● INFORMATION GIVEN:
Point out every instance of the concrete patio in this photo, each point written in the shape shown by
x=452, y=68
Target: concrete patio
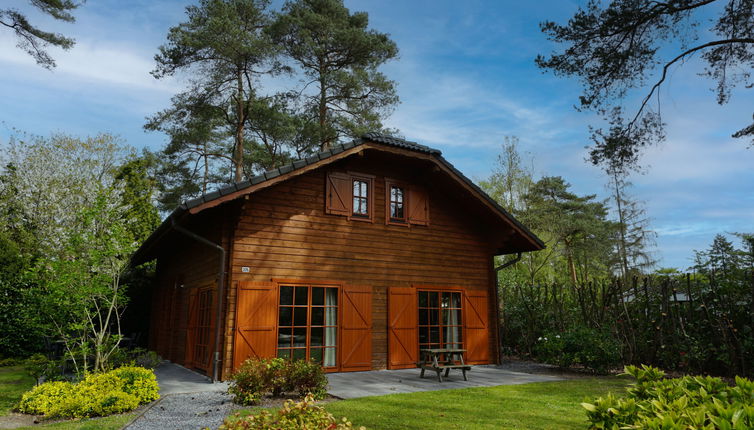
x=380, y=382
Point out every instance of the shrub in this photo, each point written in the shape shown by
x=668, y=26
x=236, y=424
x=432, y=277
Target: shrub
x=275, y=376
x=307, y=378
x=691, y=402
x=98, y=394
x=292, y=416
x=596, y=350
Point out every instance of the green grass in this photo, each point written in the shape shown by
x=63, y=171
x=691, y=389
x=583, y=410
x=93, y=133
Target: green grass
x=113, y=422
x=544, y=405
x=14, y=382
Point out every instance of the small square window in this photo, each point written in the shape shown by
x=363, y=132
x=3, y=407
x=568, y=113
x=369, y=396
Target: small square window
x=360, y=197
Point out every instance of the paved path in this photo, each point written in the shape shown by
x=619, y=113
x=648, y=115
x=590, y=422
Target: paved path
x=380, y=382
x=189, y=400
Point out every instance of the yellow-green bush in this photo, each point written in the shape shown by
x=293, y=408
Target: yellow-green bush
x=98, y=394
x=691, y=402
x=292, y=416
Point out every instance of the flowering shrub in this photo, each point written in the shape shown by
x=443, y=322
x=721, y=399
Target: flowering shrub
x=275, y=376
x=292, y=416
x=596, y=350
x=98, y=394
x=691, y=402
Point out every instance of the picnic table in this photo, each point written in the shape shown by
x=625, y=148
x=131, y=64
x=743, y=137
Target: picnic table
x=439, y=359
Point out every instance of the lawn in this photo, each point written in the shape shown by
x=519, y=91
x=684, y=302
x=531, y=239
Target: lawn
x=14, y=382
x=544, y=405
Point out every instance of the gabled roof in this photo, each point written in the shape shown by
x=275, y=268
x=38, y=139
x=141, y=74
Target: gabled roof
x=337, y=152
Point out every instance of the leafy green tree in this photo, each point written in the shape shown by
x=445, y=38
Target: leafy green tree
x=615, y=46
x=33, y=39
x=46, y=182
x=576, y=225
x=343, y=92
x=81, y=291
x=634, y=237
x=224, y=51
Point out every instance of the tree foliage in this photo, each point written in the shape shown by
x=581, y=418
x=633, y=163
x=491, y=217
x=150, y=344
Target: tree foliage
x=33, y=39
x=616, y=46
x=338, y=56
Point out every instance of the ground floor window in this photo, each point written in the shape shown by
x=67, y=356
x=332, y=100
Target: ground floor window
x=440, y=322
x=308, y=323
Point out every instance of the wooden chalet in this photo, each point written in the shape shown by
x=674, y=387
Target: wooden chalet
x=356, y=257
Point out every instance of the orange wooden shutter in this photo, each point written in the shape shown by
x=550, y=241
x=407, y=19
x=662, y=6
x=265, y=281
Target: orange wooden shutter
x=256, y=321
x=338, y=194
x=356, y=328
x=418, y=206
x=188, y=359
x=477, y=327
x=403, y=340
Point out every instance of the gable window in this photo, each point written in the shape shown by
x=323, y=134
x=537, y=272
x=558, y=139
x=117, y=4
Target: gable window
x=360, y=198
x=397, y=212
x=405, y=204
x=350, y=194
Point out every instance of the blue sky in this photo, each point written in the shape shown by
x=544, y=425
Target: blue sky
x=466, y=79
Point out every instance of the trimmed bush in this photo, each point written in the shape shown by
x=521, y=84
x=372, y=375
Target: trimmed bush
x=596, y=350
x=691, y=402
x=256, y=378
x=98, y=394
x=292, y=416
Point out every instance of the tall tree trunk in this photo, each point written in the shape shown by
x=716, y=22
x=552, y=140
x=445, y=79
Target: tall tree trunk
x=324, y=139
x=240, y=120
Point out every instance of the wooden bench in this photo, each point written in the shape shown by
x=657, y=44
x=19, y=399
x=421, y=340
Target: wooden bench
x=431, y=361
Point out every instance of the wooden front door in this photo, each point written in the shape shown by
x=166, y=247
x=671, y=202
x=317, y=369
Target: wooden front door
x=256, y=321
x=356, y=329
x=476, y=313
x=200, y=333
x=403, y=349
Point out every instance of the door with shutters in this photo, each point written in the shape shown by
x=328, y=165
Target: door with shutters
x=356, y=328
x=476, y=312
x=256, y=321
x=403, y=349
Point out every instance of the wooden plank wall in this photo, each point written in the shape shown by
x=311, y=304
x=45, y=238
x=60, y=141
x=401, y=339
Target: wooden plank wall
x=284, y=233
x=184, y=266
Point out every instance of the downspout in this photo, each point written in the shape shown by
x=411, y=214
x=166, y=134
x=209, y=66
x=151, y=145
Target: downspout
x=220, y=294
x=497, y=301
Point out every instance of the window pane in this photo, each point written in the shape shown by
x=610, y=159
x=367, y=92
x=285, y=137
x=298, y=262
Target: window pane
x=317, y=335
x=286, y=295
x=316, y=355
x=423, y=298
x=331, y=299
x=299, y=337
x=286, y=316
x=284, y=337
x=434, y=316
x=434, y=334
x=329, y=358
x=433, y=299
x=299, y=316
x=330, y=336
x=456, y=300
x=318, y=316
x=451, y=316
x=299, y=354
x=302, y=295
x=318, y=296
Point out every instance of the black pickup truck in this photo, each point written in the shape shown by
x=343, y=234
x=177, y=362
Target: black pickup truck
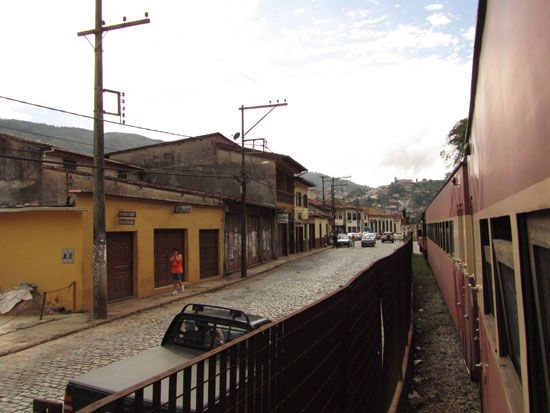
x=196, y=329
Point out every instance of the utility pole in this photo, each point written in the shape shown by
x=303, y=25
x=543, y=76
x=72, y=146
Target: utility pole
x=333, y=214
x=332, y=187
x=243, y=179
x=323, y=181
x=100, y=237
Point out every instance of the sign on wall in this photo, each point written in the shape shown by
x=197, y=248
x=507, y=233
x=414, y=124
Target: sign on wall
x=282, y=218
x=67, y=255
x=182, y=209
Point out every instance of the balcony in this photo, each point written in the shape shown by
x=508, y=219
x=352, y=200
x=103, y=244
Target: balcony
x=285, y=197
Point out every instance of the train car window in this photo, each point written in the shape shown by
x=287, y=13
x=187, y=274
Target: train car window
x=487, y=268
x=507, y=312
x=537, y=308
x=451, y=238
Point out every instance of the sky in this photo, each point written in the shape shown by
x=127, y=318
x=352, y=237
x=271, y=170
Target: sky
x=373, y=86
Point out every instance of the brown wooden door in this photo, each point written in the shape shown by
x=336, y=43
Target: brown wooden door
x=165, y=241
x=120, y=265
x=208, y=240
x=283, y=240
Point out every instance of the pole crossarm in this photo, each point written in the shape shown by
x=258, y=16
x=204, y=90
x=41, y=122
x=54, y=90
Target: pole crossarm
x=271, y=107
x=99, y=250
x=114, y=27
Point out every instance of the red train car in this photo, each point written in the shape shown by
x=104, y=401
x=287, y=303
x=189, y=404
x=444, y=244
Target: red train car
x=489, y=226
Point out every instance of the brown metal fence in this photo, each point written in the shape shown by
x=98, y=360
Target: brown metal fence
x=343, y=353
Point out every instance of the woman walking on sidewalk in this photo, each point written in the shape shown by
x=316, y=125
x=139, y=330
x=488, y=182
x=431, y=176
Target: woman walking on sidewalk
x=176, y=268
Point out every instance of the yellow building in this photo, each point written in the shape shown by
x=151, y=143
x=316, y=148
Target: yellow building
x=46, y=229
x=52, y=247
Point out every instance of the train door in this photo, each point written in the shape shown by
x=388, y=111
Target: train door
x=537, y=309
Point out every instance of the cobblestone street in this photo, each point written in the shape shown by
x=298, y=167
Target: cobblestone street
x=43, y=371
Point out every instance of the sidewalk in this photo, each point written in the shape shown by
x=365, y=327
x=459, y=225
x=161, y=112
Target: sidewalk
x=19, y=333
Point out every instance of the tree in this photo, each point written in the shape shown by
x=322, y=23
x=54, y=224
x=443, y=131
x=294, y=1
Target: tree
x=455, y=146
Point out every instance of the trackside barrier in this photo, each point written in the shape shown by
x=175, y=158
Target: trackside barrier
x=342, y=353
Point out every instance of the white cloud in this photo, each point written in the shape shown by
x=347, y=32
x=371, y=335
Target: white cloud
x=359, y=13
x=434, y=7
x=438, y=19
x=357, y=90
x=470, y=34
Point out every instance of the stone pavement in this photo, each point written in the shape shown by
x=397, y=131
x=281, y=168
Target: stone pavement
x=22, y=332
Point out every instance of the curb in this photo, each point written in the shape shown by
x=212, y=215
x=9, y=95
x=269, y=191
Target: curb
x=95, y=323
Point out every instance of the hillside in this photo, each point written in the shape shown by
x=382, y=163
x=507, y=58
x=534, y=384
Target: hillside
x=75, y=139
x=414, y=196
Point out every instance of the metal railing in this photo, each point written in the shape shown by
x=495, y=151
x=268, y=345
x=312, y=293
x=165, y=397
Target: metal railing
x=342, y=353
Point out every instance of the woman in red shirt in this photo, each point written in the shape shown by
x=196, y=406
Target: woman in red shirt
x=176, y=268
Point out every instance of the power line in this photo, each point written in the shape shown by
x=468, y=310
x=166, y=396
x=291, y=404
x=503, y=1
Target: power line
x=149, y=171
x=143, y=156
x=93, y=117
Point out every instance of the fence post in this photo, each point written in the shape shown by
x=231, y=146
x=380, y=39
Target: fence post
x=346, y=318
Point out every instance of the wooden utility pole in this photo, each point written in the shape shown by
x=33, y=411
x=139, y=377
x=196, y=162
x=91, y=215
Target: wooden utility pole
x=100, y=239
x=323, y=183
x=271, y=107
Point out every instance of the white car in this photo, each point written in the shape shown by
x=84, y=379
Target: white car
x=343, y=241
x=368, y=239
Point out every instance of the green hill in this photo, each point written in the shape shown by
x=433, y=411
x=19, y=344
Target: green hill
x=75, y=139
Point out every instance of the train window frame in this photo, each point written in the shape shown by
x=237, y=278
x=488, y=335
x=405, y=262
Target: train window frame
x=487, y=271
x=536, y=228
x=508, y=335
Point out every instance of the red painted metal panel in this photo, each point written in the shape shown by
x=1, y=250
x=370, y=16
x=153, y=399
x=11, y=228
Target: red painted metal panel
x=510, y=127
x=452, y=200
x=493, y=395
x=444, y=272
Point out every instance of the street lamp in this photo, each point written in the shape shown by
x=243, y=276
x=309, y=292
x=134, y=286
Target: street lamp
x=242, y=135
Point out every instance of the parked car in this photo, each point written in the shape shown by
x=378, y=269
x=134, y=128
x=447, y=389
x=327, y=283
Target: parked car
x=196, y=329
x=343, y=240
x=368, y=239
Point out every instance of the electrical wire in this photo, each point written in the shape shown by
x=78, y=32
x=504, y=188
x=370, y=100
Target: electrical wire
x=154, y=172
x=93, y=117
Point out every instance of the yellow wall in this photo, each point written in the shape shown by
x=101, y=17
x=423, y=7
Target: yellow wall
x=151, y=215
x=31, y=245
x=303, y=189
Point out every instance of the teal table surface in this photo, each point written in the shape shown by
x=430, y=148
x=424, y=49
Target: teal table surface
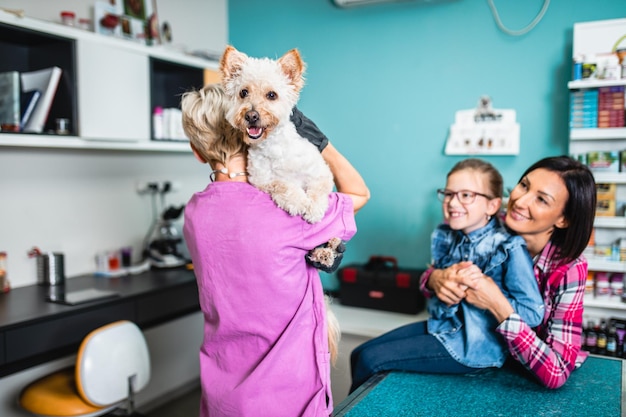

● DESCRIPTION OF THE TASK:
Repeat only the lines between the top of the entries above and the line containing "x=432, y=277", both ends included, without the pictures.

● ANSWER BOX:
Point out every instance of the concrete patio in this photo, each point written in the shape shown by
x=452, y=68
Target: concrete patio
x=380, y=382
Point out every instance of the shrub in this photo, each point written in the shape shown by
x=668, y=26
x=236, y=424
x=432, y=277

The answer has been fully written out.